- _TEXT PASSAGE_:
What is an Analytic Signal?

An analytic signal is a signal without negative frequency components. This might seem a strange concept if you’re not used to it, but analytic signals are used in signal processing, for example in modems for telecommunications.

Let’s start from a basic example. Say that you have a simple sinusoidal wave, given by

\[\cos(2\pi ft),\]

where \(t\) represents time and where \(f\) is the frequency in Hertz. The value of \(\cos(2\pi ft)\) is exactly the same for positive and negative frequencies \(f\). Compare this to the frequency with which a wheel rotates: if I tell you that the frequency is 10 Hz, then you know that it rotates 10 times per second, but you don’t know in which direction. Hence, the frequency could be either positive or negative. The analytic representation of a signal does not have this restriction.

Definition

The analytic representation \(\tilde{s}(t)\) of a signal \(s(t)\) is defined as the sum of itself and \(i\) times its Hilbert transform. In turn, the Hilbert transform of a signal is defined as the signal in which all frequency compontens of the original signal have their phase shifted by 90°. In other words, the analytic representation of a signal can be written as

\[\tilde{s}(t)=s(t)+i\mathcal{H}(s(t)),\]

where \(\mathcal{H}(s(t))\) is the Hilbert transform of \(s(t)\).

For the example cosine function,

\[\mathcal{H}(\cos(2\pi ft))=\cos\left(2\pi ft-\frac{\pi}{2}\right)=\sin(2\pi ft).\]

This means that the analytic represention of the example signal is

\[\tilde{s}(t)=\cos(2\pi ft)+i\sin(2\pi ft)=e^{i2\pi ft},\]

where the last equality is Euler’s formula, \(e^{ix}=\cos(x)+i\sin(x)\). It is this complex exponential form \(e^{i2\pi ft}\) that is used a lot in signal processing.

Note that you can go back from \(\tilde{s}(t)\) to \(s(t)\) by simply taking the real part of \(\tilde{s}(t)\), because

\[s(t)=\Re(\tilde{s}(t))=\Re(e^{i2\pi ft})=\cos(2\pi ft).\]

This is also true because of Euler’s formula. It is also true in general for all analytic signals, and not only for this particular example.

Figure 1 shows the Fourier transform of both \(\cos(2\pi ft)\) and \(e^{i2\pi ft}\), for \(f\) equal to 200 Hz. It is clear that the negative frequency component of the cosine is removed in the analytical representation. For more complicated signals, the spectrum for negative frequencies is the mirror image of the spectrum for positive frequencies, and only the positive half remains in the analytical representation.

Figure 1. Spectra of cosine (left) and complex exponential (right).Figure 1. Spectra of cosine (left) and complex exponential (right).

- _GIVEN INSTRUCTION 1_: According to the text on analytic signals, why can the original signal s(t) be recovered by taking the real part of its analytic representation?
- _GIVEN INSTRUCTION 2_: The analytic signal text names one place where analytic signals are used in signal processing. What is it?

[Object location annotation data]
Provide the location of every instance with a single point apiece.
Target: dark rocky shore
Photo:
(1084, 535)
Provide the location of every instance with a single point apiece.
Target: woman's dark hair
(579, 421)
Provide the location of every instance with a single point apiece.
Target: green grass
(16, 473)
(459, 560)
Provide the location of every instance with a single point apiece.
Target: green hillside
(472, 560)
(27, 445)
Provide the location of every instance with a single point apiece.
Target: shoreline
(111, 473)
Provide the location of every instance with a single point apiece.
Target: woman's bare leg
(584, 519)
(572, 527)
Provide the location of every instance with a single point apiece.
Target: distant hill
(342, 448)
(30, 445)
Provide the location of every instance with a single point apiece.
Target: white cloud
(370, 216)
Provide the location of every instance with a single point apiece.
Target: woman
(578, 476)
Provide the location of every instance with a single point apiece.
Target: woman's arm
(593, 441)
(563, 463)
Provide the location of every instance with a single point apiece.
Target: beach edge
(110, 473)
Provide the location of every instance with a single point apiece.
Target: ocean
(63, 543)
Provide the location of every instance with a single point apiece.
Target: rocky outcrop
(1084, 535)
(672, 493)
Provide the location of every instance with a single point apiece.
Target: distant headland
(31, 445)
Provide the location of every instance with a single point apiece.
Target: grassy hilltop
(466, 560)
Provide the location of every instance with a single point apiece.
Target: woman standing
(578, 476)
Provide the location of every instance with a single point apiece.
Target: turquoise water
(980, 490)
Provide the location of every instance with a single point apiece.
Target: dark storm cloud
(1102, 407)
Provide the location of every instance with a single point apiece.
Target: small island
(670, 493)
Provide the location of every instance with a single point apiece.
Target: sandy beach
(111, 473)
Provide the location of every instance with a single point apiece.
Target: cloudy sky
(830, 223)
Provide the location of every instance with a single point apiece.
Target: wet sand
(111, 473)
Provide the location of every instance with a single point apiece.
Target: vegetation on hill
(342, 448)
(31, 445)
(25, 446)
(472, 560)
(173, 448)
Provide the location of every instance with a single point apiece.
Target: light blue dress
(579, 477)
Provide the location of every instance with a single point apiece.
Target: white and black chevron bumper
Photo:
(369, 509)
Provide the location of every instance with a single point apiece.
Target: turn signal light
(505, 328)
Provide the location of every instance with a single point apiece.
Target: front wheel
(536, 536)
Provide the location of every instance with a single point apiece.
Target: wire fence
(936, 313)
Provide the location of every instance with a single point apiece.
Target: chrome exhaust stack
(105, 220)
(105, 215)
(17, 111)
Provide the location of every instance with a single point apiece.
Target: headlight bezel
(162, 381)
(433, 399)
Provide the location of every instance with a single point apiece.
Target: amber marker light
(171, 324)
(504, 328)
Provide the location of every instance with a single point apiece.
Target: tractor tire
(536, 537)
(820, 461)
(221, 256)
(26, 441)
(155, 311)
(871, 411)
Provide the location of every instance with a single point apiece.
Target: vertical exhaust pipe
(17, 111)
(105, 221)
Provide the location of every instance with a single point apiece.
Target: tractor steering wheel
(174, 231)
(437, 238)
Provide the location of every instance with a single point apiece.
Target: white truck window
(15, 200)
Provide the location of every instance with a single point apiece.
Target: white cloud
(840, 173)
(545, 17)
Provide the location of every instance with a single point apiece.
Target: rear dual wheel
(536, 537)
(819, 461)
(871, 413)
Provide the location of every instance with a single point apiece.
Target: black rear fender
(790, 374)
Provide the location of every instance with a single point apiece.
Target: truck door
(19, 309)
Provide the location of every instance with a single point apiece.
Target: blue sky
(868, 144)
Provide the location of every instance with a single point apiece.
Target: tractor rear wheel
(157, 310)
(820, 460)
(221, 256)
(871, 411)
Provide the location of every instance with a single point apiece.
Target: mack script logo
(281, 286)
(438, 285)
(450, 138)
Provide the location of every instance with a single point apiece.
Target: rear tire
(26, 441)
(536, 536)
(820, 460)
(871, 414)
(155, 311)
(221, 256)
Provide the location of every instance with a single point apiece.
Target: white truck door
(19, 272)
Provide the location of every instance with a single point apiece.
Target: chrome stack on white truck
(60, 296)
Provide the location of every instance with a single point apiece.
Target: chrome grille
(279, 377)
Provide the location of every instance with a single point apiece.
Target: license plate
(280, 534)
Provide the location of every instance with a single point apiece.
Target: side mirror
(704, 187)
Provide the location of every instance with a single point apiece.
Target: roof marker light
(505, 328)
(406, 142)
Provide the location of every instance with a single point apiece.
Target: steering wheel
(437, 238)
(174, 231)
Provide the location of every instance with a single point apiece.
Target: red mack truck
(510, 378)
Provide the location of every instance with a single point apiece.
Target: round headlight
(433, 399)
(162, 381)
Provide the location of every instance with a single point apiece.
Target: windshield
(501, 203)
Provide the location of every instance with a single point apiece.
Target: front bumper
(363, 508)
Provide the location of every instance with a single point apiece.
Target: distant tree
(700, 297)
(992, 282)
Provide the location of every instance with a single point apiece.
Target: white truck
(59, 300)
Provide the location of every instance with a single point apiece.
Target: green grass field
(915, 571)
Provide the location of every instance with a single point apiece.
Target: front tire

- _EXERCISE RESULT 1_: By Euler's formula, the analytic representation e^{i2πft} equals cos(2πft) + i sin(2πft). Its real part is therefore cos(2πft), the original signal. The text adds that this holds for all analytic signals, not only this example.

- _EXERCISE RESULT 2_: In modems for telecommunications.